● Records
========================================

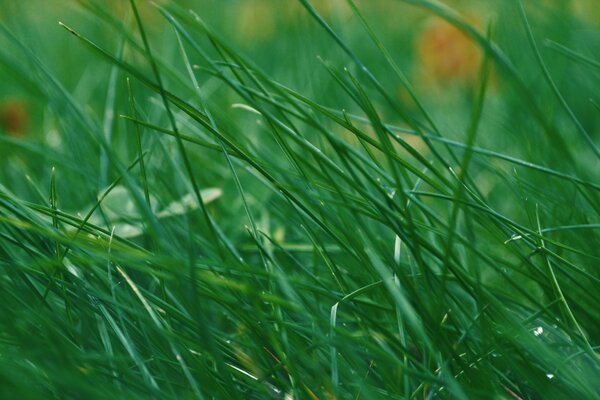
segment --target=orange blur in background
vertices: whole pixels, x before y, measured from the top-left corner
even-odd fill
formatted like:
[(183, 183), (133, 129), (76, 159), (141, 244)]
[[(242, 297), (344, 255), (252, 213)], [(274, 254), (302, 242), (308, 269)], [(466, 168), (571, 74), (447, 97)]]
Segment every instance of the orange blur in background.
[(481, 62), (479, 48), (455, 26), (431, 18), (415, 41), (419, 75), (439, 84), (471, 83)]
[(10, 136), (24, 136), (29, 125), (27, 105), (20, 99), (0, 102), (0, 127)]

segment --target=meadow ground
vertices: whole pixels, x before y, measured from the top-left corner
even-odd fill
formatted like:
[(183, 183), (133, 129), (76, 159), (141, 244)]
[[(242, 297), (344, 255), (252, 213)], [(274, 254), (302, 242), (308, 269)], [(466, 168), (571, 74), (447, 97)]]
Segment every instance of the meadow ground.
[(600, 399), (597, 0), (0, 3), (0, 398)]

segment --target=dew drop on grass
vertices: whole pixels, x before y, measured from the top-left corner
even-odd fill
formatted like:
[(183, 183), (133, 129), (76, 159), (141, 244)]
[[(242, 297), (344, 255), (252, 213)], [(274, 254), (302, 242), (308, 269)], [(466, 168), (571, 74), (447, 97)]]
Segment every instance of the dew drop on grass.
[(533, 330), (533, 334), (535, 336), (540, 336), (542, 333), (544, 333), (544, 328), (542, 328), (541, 326), (538, 326)]

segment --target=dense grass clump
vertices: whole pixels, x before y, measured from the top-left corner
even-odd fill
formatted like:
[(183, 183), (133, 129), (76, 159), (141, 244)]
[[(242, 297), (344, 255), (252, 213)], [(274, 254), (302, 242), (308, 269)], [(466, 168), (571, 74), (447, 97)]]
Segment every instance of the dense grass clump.
[(4, 3), (0, 398), (600, 399), (594, 1)]

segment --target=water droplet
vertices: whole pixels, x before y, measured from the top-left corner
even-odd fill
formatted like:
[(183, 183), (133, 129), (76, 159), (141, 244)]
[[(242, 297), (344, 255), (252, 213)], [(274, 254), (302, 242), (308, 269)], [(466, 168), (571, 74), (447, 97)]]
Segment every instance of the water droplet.
[(535, 336), (540, 336), (542, 333), (544, 333), (544, 328), (542, 328), (541, 326), (538, 326), (533, 330), (533, 334)]

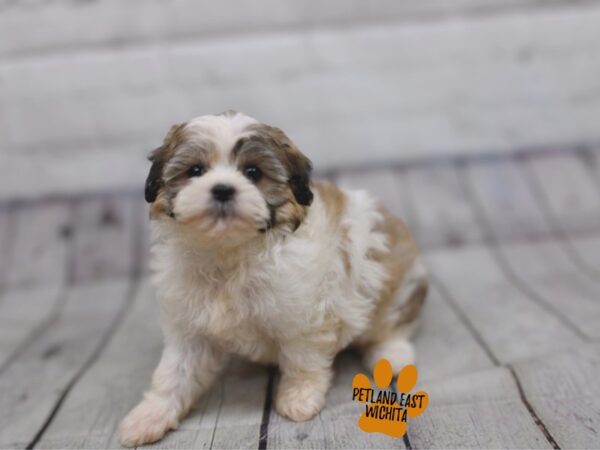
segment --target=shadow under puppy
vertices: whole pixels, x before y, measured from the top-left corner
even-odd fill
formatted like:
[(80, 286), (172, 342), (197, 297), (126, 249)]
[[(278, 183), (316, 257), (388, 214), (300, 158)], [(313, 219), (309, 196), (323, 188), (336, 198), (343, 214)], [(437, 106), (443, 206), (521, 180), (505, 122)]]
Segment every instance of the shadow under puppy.
[(231, 111), (173, 126), (150, 160), (165, 347), (123, 445), (177, 427), (230, 353), (279, 366), (275, 408), (296, 421), (323, 408), (345, 347), (369, 367), (413, 361), (426, 274), (406, 226), (366, 192), (311, 181), (280, 129)]

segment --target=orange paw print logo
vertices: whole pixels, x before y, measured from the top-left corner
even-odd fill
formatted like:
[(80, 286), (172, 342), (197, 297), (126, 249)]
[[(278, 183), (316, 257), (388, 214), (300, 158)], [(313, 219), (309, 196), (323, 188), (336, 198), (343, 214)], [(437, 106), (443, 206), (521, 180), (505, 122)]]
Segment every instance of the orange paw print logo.
[(393, 371), (387, 359), (377, 361), (373, 378), (379, 388), (377, 391), (362, 373), (352, 380), (352, 400), (365, 405), (358, 426), (367, 433), (383, 433), (396, 438), (404, 436), (407, 420), (420, 416), (429, 403), (427, 392), (409, 393), (417, 383), (417, 368), (413, 365), (404, 366), (398, 374), (396, 391), (388, 389)]

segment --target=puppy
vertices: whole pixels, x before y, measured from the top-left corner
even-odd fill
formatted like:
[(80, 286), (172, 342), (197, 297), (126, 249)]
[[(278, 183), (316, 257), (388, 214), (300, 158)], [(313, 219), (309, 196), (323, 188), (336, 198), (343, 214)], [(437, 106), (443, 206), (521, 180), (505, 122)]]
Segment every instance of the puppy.
[(369, 367), (413, 361), (426, 274), (405, 225), (367, 193), (312, 182), (280, 129), (231, 111), (173, 126), (150, 160), (164, 350), (123, 445), (177, 427), (227, 354), (277, 364), (275, 408), (295, 421), (323, 408), (345, 347)]

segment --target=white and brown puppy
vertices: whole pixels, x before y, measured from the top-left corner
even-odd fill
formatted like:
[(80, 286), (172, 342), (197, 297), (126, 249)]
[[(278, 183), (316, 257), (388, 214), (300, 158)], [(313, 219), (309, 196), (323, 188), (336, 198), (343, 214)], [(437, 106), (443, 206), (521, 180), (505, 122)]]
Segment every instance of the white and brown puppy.
[(343, 348), (370, 367), (413, 360), (425, 271), (404, 224), (366, 192), (311, 182), (281, 130), (235, 112), (173, 126), (150, 160), (165, 348), (123, 445), (175, 428), (227, 354), (277, 364), (275, 408), (296, 421), (323, 407)]

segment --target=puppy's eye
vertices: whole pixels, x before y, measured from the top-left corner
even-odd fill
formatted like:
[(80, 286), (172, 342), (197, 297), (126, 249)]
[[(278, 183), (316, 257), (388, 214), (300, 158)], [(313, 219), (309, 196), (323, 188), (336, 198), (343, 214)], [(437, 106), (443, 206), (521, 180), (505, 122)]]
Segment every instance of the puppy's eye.
[(202, 175), (204, 175), (204, 172), (206, 172), (206, 169), (204, 169), (204, 166), (201, 166), (200, 164), (194, 164), (192, 167), (190, 167), (187, 171), (188, 177), (200, 177)]
[(256, 166), (246, 166), (244, 167), (244, 175), (252, 181), (258, 181), (262, 177), (262, 172)]

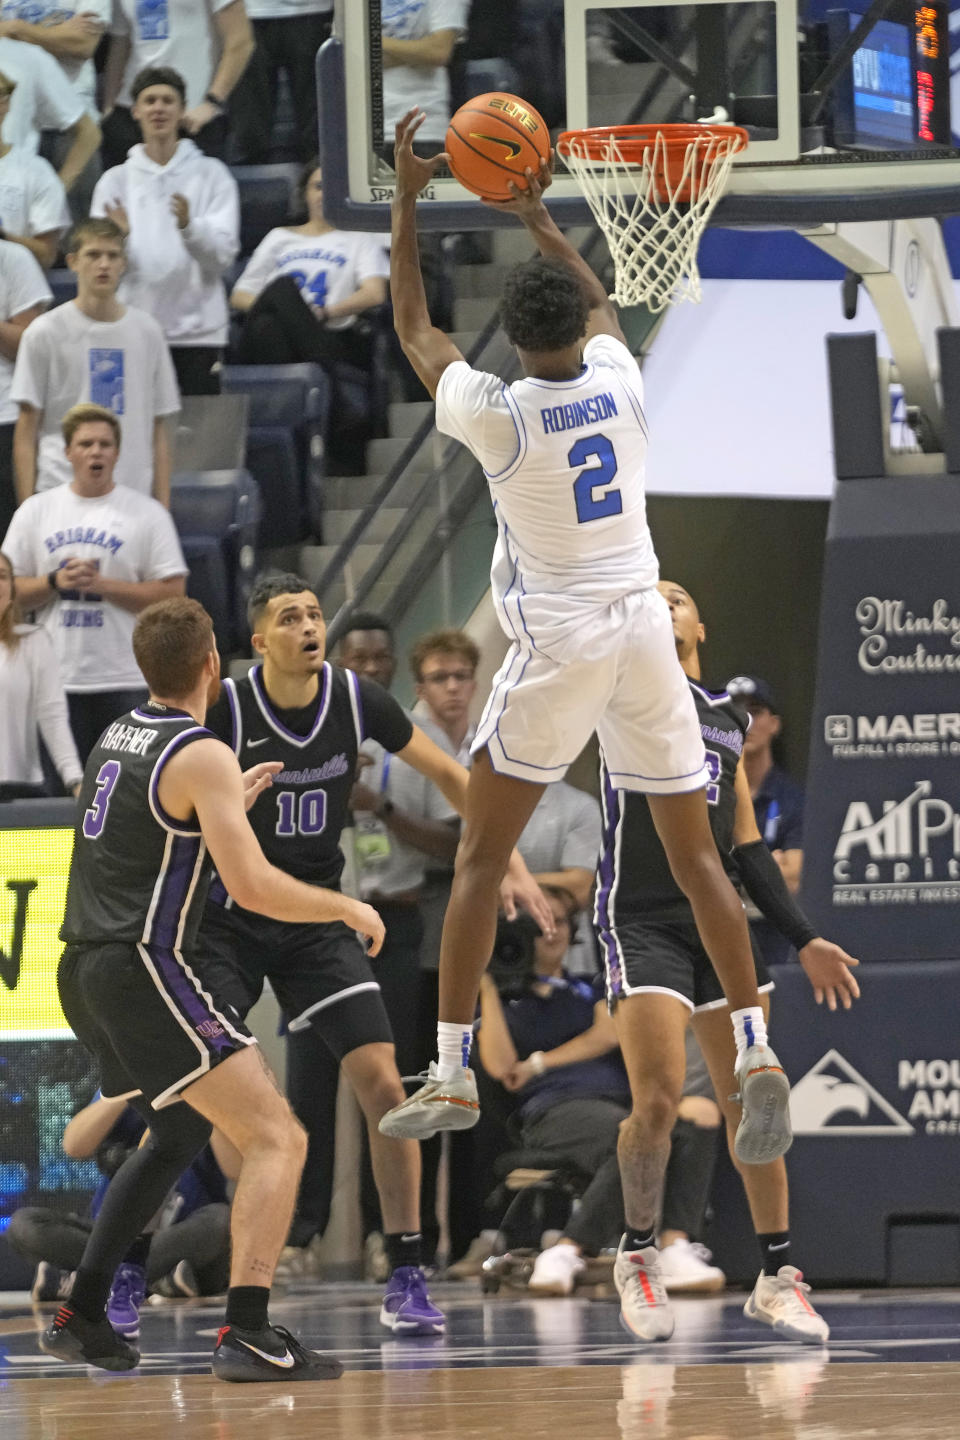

========================================

● About this task
Would you repeat each line of the listing exactly, skipping any picture?

● Solution for this task
segment --target=orange blur in background
vertices: whole pixels, x before y, measured from the top-left corner
even-odd fill
formatted like:
[(183, 183), (133, 129), (76, 159), (141, 244)]
[[(242, 297), (344, 255), (252, 213)], [(274, 254), (302, 242), (308, 269)], [(466, 168), (571, 74), (447, 97)]]
Segment every instance of the orange blur in background.
[(481, 62), (479, 48), (455, 26), (431, 18), (415, 41), (419, 75), (439, 84), (471, 83)]
[(10, 136), (24, 136), (29, 125), (27, 105), (20, 99), (0, 102), (0, 127)]

segment --target=meadow ground
vertices: whole pixels, x before y, measured from the top-left corner
even-odd fill
formatted like:
[(183, 183), (133, 129), (76, 159), (141, 244)]
[[(242, 297), (344, 255), (252, 213)], [(274, 254), (302, 242), (308, 269)], [(466, 168), (571, 74), (447, 97)]]
Segment every instance of the meadow ground.
[(600, 399), (597, 0), (0, 3), (0, 398)]

segment --target=dew drop on grass
vertices: whole pixels, x before y, measured from the top-left corner
even-odd fill
formatted like:
[(183, 183), (133, 129), (76, 159), (141, 244)]
[[(242, 297), (344, 255), (252, 213)], [(274, 254), (302, 242), (308, 269)], [(466, 168), (571, 74), (447, 97)]]
Segment every instance of the dew drop on grass.
[(533, 330), (533, 334), (535, 336), (540, 336), (542, 333), (544, 333), (544, 328), (542, 328), (541, 326), (538, 326)]

segment --target=dense grass clump
vertices: whole pixels, x before y, measured from the top-left corner
even-odd fill
formatted like:
[(183, 183), (133, 129), (76, 159), (141, 244)]
[[(242, 297), (344, 255), (252, 213)], [(274, 254), (302, 242), (308, 269)], [(466, 168), (571, 74), (447, 97)]]
Segment every instance of the dense grass clump.
[(4, 3), (0, 398), (600, 399), (594, 1)]

segment --target=water droplet
vertices: whole pixels, x before y, measured from the top-left corner
even-odd fill
formatted like:
[(183, 183), (133, 129), (76, 159), (141, 244)]
[[(242, 297), (344, 255), (252, 213)], [(274, 254), (302, 242), (308, 269)], [(466, 168), (571, 74), (447, 97)]]
Segment every instance of the water droplet.
[(535, 336), (540, 336), (542, 333), (544, 333), (544, 328), (542, 328), (541, 326), (538, 326), (533, 330), (533, 334)]

segment --target=shadow under puppy
vertices: whole pixels, x before y, measured from the top-left corner
even-odd fill
formatted like:
[(80, 286), (172, 342), (197, 297), (126, 249)]
[[(278, 183), (316, 257), (388, 214), (300, 158)], [(313, 219), (309, 196), (323, 188), (336, 198), (343, 214)], [(437, 106), (443, 206), (521, 180), (505, 122)]]
Segment every instance of the shadow under puppy.
[(231, 111), (173, 126), (150, 160), (165, 347), (123, 445), (177, 427), (230, 353), (279, 366), (275, 408), (296, 421), (323, 408), (345, 347), (369, 367), (413, 361), (426, 274), (406, 226), (366, 192), (311, 181), (280, 129)]

segment --target=orange paw print logo
vertices: whole pixels, x before y, measured from the top-left corner
even-odd fill
formatted like:
[(80, 286), (172, 342), (197, 297), (126, 249)]
[[(278, 183), (316, 257), (388, 214), (300, 158)], [(313, 219), (309, 196), (323, 188), (336, 198), (343, 214)], [(437, 106), (443, 206), (521, 180), (505, 122)]]
Segment every instance of the orange paw print logo.
[(393, 371), (387, 359), (377, 361), (373, 378), (379, 388), (377, 391), (362, 373), (352, 380), (352, 400), (365, 405), (358, 426), (367, 433), (383, 433), (396, 438), (404, 436), (407, 420), (420, 416), (429, 403), (427, 392), (409, 393), (417, 383), (417, 368), (413, 365), (404, 366), (398, 374), (396, 391), (388, 389)]

segment --target=puppy
vertices: whole pixels, x before y, measured from the top-left corner
even-odd fill
formatted like:
[(80, 286), (172, 342), (197, 297), (126, 249)]
[[(278, 183), (316, 257), (388, 214), (300, 158)], [(313, 219), (309, 196), (323, 188), (336, 198), (343, 214)], [(437, 106), (443, 206), (521, 180), (505, 122)]]
Segment every instance of the puppy.
[(369, 367), (413, 361), (426, 274), (405, 225), (367, 193), (312, 182), (280, 129), (231, 111), (173, 126), (150, 160), (164, 350), (123, 445), (177, 427), (227, 354), (277, 364), (275, 408), (295, 421), (323, 408), (345, 347)]

segment --target=white and brown puppy
vertices: whole pixels, x before y, measured from the top-left corner
even-odd fill
formatted like:
[(80, 286), (172, 342), (197, 297), (126, 249)]
[[(278, 183), (316, 257), (388, 214), (300, 158)], [(313, 219), (309, 196), (323, 188), (336, 198), (343, 214)], [(437, 106), (443, 206), (521, 180), (505, 122)]]
Segment every instance of the white and brown puppy.
[(343, 348), (370, 367), (413, 360), (425, 271), (404, 224), (366, 192), (311, 182), (281, 130), (235, 112), (173, 126), (150, 160), (165, 348), (123, 445), (175, 428), (227, 354), (277, 364), (275, 408), (296, 421), (323, 407)]

segment --target=puppy's eye
vertices: whole pixels, x before y, measured from the top-left corner
even-odd fill
formatted like:
[(80, 286), (172, 342), (197, 297), (126, 249)]
[[(278, 183), (316, 257), (388, 214), (300, 158)], [(313, 219), (309, 196), (323, 188), (336, 198), (343, 214)], [(437, 106), (443, 206), (521, 180), (505, 122)]]
Segment every instance of the puppy's eye.
[(202, 175), (204, 175), (204, 172), (206, 172), (206, 169), (204, 169), (204, 166), (201, 166), (200, 164), (194, 164), (192, 167), (190, 167), (187, 171), (188, 177), (200, 177)]
[(256, 166), (246, 166), (244, 167), (244, 175), (252, 181), (258, 181), (262, 177), (262, 172)]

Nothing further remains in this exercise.